[Location labeling records]
-- START --

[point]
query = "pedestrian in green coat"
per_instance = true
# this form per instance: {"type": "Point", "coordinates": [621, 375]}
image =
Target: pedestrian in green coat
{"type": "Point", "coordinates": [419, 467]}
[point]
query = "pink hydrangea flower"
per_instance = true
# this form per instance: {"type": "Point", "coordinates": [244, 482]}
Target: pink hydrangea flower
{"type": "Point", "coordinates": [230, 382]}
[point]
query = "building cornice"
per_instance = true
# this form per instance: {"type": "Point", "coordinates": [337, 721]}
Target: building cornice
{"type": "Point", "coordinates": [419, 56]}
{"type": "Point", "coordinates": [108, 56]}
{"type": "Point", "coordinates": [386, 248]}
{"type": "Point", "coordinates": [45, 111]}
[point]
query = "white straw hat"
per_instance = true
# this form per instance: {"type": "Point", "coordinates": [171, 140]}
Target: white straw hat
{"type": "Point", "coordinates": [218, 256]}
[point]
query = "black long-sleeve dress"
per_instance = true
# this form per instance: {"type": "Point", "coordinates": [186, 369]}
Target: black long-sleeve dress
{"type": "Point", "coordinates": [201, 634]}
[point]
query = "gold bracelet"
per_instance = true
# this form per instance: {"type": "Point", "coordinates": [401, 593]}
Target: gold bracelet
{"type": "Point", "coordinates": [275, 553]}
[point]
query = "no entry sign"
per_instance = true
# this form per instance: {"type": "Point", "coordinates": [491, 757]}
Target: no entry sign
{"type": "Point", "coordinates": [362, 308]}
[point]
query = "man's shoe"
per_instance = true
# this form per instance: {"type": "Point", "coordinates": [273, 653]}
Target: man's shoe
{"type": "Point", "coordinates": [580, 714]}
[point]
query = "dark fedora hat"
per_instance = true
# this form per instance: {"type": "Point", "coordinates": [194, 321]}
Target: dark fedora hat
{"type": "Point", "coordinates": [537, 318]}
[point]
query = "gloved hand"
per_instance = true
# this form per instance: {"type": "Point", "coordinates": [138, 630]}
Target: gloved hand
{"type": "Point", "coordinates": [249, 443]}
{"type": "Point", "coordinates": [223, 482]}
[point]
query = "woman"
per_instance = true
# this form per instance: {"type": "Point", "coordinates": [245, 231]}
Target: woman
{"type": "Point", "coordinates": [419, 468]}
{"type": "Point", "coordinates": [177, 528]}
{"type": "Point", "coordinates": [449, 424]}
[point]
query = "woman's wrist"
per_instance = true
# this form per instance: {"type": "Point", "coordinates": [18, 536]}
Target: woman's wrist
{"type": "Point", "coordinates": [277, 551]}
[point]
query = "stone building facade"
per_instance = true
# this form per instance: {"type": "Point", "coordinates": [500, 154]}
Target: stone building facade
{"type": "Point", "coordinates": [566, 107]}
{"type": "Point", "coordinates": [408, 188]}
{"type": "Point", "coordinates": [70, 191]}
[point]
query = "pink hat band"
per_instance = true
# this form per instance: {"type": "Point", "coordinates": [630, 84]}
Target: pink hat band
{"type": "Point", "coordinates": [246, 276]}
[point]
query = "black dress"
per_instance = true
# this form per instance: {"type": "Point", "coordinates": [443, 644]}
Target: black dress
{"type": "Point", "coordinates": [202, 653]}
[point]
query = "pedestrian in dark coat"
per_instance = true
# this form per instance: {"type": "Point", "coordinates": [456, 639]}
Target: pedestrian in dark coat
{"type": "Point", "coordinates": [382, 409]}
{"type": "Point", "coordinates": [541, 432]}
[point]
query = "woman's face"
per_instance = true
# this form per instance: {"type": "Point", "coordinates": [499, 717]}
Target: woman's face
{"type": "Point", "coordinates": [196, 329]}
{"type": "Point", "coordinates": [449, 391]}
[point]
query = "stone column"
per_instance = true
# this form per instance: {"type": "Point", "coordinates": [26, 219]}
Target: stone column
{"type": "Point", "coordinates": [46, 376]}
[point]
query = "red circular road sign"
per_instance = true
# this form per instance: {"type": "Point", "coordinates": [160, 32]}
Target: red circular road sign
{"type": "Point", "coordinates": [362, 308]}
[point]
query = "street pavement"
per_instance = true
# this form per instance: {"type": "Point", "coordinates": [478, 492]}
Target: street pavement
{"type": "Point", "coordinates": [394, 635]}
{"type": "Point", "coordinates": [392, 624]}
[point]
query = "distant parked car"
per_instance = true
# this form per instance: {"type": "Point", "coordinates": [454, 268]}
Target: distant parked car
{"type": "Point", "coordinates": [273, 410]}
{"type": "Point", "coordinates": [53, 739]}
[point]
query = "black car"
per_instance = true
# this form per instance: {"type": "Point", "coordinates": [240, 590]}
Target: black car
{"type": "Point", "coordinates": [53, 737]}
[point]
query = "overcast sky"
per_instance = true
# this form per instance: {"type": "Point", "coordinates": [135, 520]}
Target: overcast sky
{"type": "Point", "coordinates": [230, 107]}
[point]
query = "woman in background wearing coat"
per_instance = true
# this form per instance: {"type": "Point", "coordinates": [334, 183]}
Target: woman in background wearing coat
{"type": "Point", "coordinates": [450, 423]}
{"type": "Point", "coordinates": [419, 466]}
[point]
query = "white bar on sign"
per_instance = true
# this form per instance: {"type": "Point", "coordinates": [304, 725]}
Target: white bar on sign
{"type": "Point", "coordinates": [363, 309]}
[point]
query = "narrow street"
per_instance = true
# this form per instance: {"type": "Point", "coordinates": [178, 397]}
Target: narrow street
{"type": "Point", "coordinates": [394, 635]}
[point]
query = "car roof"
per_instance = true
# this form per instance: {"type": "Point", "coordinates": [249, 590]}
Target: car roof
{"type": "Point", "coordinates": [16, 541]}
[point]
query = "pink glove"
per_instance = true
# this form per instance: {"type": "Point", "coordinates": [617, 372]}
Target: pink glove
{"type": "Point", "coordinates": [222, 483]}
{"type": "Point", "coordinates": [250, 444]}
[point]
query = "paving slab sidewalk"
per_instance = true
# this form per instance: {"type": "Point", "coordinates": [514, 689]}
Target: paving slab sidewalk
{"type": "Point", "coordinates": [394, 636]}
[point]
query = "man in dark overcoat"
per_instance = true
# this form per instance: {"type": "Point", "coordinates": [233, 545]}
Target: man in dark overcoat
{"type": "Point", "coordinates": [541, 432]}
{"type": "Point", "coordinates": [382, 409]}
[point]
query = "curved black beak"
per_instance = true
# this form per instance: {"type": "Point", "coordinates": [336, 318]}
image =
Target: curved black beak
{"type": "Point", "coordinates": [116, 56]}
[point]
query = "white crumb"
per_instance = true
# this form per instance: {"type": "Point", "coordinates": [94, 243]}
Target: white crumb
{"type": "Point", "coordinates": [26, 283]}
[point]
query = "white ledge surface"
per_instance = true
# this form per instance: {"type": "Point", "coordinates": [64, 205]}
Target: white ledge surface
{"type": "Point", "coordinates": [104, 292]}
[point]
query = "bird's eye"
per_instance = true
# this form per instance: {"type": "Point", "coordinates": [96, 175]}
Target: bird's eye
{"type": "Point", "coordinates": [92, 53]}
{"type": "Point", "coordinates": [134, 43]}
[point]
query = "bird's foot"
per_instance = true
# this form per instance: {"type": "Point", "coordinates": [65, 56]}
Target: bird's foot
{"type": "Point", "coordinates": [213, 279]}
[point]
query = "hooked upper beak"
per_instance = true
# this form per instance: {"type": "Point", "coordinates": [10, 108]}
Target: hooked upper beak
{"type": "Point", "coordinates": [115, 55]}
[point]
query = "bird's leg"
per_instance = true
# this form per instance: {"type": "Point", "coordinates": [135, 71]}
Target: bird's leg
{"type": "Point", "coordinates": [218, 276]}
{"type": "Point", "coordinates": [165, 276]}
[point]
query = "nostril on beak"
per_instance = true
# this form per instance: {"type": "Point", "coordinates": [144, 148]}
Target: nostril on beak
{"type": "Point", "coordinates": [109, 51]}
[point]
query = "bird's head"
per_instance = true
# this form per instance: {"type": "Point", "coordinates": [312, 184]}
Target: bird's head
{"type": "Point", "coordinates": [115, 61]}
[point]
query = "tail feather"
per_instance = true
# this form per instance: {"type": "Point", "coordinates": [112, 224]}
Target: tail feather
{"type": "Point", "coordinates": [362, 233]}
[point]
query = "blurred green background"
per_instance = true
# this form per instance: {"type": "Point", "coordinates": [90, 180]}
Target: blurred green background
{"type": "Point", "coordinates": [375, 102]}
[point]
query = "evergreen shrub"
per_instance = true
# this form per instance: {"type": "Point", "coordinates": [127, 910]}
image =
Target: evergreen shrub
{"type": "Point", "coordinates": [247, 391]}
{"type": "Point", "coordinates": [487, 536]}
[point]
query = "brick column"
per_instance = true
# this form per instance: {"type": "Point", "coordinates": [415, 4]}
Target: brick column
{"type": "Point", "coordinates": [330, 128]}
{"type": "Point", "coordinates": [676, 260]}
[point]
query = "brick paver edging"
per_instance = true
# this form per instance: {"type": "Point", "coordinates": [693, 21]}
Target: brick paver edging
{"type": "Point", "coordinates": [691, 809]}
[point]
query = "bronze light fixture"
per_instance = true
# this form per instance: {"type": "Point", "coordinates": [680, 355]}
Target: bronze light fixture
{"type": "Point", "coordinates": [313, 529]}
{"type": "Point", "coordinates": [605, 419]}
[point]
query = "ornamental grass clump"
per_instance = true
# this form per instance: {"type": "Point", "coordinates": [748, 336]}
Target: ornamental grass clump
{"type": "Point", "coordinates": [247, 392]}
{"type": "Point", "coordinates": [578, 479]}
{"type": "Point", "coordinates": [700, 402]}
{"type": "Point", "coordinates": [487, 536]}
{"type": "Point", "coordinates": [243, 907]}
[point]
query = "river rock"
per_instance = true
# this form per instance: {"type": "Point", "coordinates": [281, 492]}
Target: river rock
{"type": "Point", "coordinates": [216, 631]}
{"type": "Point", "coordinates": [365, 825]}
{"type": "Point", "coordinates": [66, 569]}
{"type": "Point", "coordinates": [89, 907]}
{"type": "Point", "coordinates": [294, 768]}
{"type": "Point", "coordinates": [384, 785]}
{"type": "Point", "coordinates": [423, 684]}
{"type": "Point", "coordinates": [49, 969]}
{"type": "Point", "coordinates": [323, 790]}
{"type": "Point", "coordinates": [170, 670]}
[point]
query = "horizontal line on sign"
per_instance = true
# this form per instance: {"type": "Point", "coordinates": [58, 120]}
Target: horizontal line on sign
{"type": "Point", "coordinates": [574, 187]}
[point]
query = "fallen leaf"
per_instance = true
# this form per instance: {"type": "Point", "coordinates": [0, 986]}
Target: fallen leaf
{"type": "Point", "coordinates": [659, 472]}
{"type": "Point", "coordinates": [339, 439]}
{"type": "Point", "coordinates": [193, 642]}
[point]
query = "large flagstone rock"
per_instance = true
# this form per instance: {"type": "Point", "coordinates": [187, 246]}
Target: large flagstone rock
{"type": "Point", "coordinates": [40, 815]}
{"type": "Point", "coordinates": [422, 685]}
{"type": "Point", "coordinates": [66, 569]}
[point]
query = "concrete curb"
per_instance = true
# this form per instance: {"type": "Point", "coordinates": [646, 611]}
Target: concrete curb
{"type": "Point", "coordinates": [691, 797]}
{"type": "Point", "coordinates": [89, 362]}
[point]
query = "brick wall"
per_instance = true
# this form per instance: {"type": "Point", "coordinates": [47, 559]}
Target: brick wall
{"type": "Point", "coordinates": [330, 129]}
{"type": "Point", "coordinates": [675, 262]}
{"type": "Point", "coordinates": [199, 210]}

-- END --

Can you collect every line of the material above that contains the word "straw" and copy each one out?

- Written response:
query = "white straw hat"
Target: white straw hat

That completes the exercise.